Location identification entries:
----------
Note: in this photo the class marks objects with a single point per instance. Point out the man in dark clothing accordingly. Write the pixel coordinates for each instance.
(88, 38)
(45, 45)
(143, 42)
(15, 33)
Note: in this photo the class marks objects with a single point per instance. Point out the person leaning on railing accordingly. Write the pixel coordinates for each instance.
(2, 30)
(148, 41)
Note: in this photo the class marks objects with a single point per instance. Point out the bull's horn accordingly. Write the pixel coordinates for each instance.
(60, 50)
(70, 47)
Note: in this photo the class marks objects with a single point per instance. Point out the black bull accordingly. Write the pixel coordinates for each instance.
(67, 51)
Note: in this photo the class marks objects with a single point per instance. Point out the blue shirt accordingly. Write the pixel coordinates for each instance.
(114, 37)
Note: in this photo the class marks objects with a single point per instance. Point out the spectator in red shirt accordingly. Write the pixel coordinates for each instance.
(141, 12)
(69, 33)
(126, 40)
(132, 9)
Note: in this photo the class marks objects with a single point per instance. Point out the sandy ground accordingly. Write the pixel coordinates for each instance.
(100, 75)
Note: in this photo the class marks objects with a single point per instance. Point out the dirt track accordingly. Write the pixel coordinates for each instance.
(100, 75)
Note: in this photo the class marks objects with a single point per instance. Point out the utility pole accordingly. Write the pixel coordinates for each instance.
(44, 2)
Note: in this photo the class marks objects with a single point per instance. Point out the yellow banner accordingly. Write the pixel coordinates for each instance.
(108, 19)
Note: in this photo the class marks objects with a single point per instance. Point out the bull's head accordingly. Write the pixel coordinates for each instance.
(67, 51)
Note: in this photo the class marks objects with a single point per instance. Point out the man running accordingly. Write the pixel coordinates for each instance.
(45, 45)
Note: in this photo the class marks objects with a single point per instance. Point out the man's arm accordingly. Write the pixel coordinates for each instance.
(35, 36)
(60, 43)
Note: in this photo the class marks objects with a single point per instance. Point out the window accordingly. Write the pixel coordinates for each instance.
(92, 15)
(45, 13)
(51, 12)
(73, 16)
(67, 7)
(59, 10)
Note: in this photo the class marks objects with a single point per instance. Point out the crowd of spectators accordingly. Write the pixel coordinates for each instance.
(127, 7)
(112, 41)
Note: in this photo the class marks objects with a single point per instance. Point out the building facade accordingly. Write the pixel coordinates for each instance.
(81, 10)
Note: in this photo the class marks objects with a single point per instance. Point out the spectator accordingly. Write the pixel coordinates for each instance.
----------
### What you will do
Your task is to give the records above again, exactly.

### Written answer
Note: in this photo the class marks objects with a single point per instance. Point out the man in dark clothing accordingly. Write the pixel coordinates for each instance.
(88, 38)
(45, 45)
(143, 42)
(15, 33)
Note: in this photo the class marks objects with a single point per instance. Point out the person leaning on railing accordingly. Write the pixel coordinates for each instance.
(2, 30)
(148, 41)
Note: in this photo the class marks objects with a single point per instance. Point out the bull's horn accordingly. Write the pixel coordinates for each instance.
(60, 50)
(70, 47)
Note: in this photo the class marks objects with a single point per instance. Point out the black bull accordingly. Write the pixel coordinates for each instance.
(67, 51)
Note: in this photo the class marks objects with a single point per instance. Point out the blue shirt accordingly. Write the pixel coordinates for each instance.
(114, 37)
Note: in this photo the class marks objects with a single point per instance. Point out the spectator in red shirt accordingly. Write the pixel coordinates for each instance.
(141, 12)
(69, 33)
(126, 40)
(132, 9)
Note: in this photo the class marks objects with a single point per instance. Point out the sandy ground accordingly. Write the pixel coordinates for each instance.
(100, 75)
Note: in this photo the class marks objects with a single point per instance. Point out the dirt track accordingly. Write the pixel coordinates for each instance.
(100, 75)
Note: in this photo the class marks objects with a single point per instance. Point out the utility pole accordingly. Write the pixel coordinates for each instance.
(44, 2)
Note: in this photo the class marks objects with a single point per instance. Point out the yellow banner accordingly. Write the pixel coordinates for each instance.
(108, 19)
Note: in this photo the class marks objects with a single point per instance. Point out the bull's head accordingly. Write the pixel coordinates for each instance.
(67, 51)
Note: in this photo the class marks objects with a single point per instance. Point out the man running accordingly. Write the pixel coordinates for each instance.
(45, 45)
Note: in this photo the class marks objects with a single point per instance. Point out the man's arm accordingly. Write the pixel coordinates for each instance.
(35, 36)
(60, 43)
Note: in this photo the class marks objects with a single point per instance. Point out the window accordingly. Write the pixel coordinates for each instance.
(92, 15)
(45, 13)
(51, 12)
(73, 16)
(67, 7)
(59, 10)
Note: in this photo the class marks objects with a single point per instance. Point out the crowd of spectators accordingly. Write the pixel coordinates for each instance.
(127, 7)
(112, 41)
Note: in this photo the class marks objects with a single point per instance. Point out the building facade accordingly. Write the pixel coordinates for each instance.
(81, 10)
Note: in this photo the class marks objects with a single point per instance. Point out the spectator accordingly. Write the pixel coordinates for each instance.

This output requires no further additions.